45 So. 626 | Ala. | 1908

ANDERSON, J.

Without determining whether or not charge 14 properly defined murder in the first degree, as applicable to the facts in the case at bar, it also attempted to define murder in the second degree, and as to which it was erroneous and misleading. It is not necessary that there was an intent to kill to constitute murder in the second degree. It is sufficient if the defendant voluntarily set in motion or applied an unlawful force from which death ensued, however free the action may be from actual purpose to kill. — Lewis v. State, 96 Ala. 6, 11. South. 259, 38 Am. St. Rep. 75; Bob v. State, 29 Ala. 20 (this last case was in part overruled in the case of Henry .v. State 33 Ala. 389, but not on this point); section 4854 of Code of 1896; Kerr on Homicide, § 29. The trial court did not err in refusing charge 14, requested by the defendant.

There was no error in refusing charge 15, requested by the defendant. — Wilson v. State, 128 Ala. 17, 29 South. 569, and cases there cited.

The trial court did not err in refusing charge 30, requested by the defendant. If not otherwise faulty, it was misleading by having the word “with” between “him” and “a blow.” It requires the jury to believe that defendant struck the deceased “with a blow,” and the indictment avers and the proof shows that death was produced by striking the deceased with a “fence rail.”

*35The trial court will not he put in error for refusing charges 31, 32, 33, and 34, requested by the defendant. They each pretermit the fact that the act was unlawful. There may have been a positive intent to kill, or a voluntary act of violence, on the part of the defendant; yet it would not be manslaughter in the first degree unless unlawfully done. One may have a positive intent to kill or strike a violent blow in self-defense. Moreover, each of the charges predicates manslaughter, not upon a killing alone, but upon a blow from which “ordinarily death or great bodly harm would result.There can be no manslaughter unless death actually resulted. Serious bodily harm is not enough. It is true the latter phrase is used in the books in discussing the intent; but there the abstract proposition is dealt with and not charges, and when it comes to charges they are erroneous in defining the different degrees of homicide upon serious bodily harm, as death is essental to a homicide. It may be that the omissions and additions discussed rendered the charges more favorable to the state; but this fact will not put the trial court in error for refusing them. It may be that a party against whom erroneous charges are given cannot complain because too favorable to them, and the trial court will not, for that reason, be reversed. But we will not reverse the trial court for refusing-charges that are not proper, although the defect, way be in favor of the party against whom they are asked. We are aware of the fact that the charges adopt the language of the books in defining intent, manslaughter, etc.; but there is a distinction between discussing an abstract proposition and in dealing with specal charges.

Charge 35, refused to the defendant, whether good or bad, was fully covered by given charge No.-2.

A majority of the court are of the opinion that the trial court did not err in refusing charge 23; that it was *36misleading, for the use of the word “aforethought” as applied to murder in the second degree; and consider the case of Wilson v. State, 128 Ala. 17, 29 South. 569, an authority in support of their conclusion. Justices Dow-dell and Denson agree with the writer in the opinion that the charge asserts the law and that the trial court erred in refusing same. — Ethridge v. State, 141 Ala. 29, 37 South. 445; Perry v. State, 43 Ala. 21; Fields v. State, 52 Ala. 348; Clark’s Manual § 469; Stoball's Case, 116 Ala. 454, 23 South. 162.

The judgment of the circuit court is affirmed.

Tyson, C. J., and Haralson, Simpson, and McClellan, JJ., JJ., concur. Dowdell, Anderson, and Den-son, JJ., dissent.

# Task to carry out
Can you transcribe the court opinion word for word, starting with "A majority of" and going on through "Den-son, JJ., dissent."? Nothing in the records is needed for working with the court opinion.

Stored data entries
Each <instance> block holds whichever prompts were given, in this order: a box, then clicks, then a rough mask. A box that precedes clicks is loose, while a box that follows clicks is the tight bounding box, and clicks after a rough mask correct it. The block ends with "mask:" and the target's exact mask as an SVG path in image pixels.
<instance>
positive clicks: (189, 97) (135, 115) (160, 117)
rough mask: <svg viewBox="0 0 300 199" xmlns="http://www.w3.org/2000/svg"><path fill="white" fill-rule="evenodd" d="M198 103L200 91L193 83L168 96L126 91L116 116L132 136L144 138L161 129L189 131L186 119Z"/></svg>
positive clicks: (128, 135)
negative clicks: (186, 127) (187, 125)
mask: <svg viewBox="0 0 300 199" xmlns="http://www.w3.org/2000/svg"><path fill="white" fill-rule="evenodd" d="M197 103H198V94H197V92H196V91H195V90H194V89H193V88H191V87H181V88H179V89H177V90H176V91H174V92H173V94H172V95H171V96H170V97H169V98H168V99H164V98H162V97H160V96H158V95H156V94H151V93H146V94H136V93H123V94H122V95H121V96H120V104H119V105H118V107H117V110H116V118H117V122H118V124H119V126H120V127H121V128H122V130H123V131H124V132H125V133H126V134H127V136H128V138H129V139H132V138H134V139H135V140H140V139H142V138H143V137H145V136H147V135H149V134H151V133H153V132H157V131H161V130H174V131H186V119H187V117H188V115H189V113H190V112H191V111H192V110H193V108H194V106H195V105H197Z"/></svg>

# Written answer
A majority of the court are of the opinion that the trial court did not err in refusing charge 23; that it was *36misleading, for the use of the word “aforethought” as applied to murder in the second degree; and consider the case of Wilson v. State, 128 Ala. 17, 29 South. 569, an authority in support of their conclusion. Justices Dow-dell and Denson agree with the writer in the opinion that the charge asserts the law and that the trial court erred in refusing same. — Ethridge v. State, 141 Ala. 29, 37 South. 445; Perry v. State, 43 Ala. 21; Fields v. State, 52 Ala. 348; Clark’s Manual § 469; Stoball's Case, 116 Ala. 454, 23 South. 162.

The judgment of the circuit court is affirmed.

Tyson, C. J., and Haralson, Simpson, and McClellan, JJ., JJ., concur. Dowdell, Anderson, and Den-son, JJ., dissent.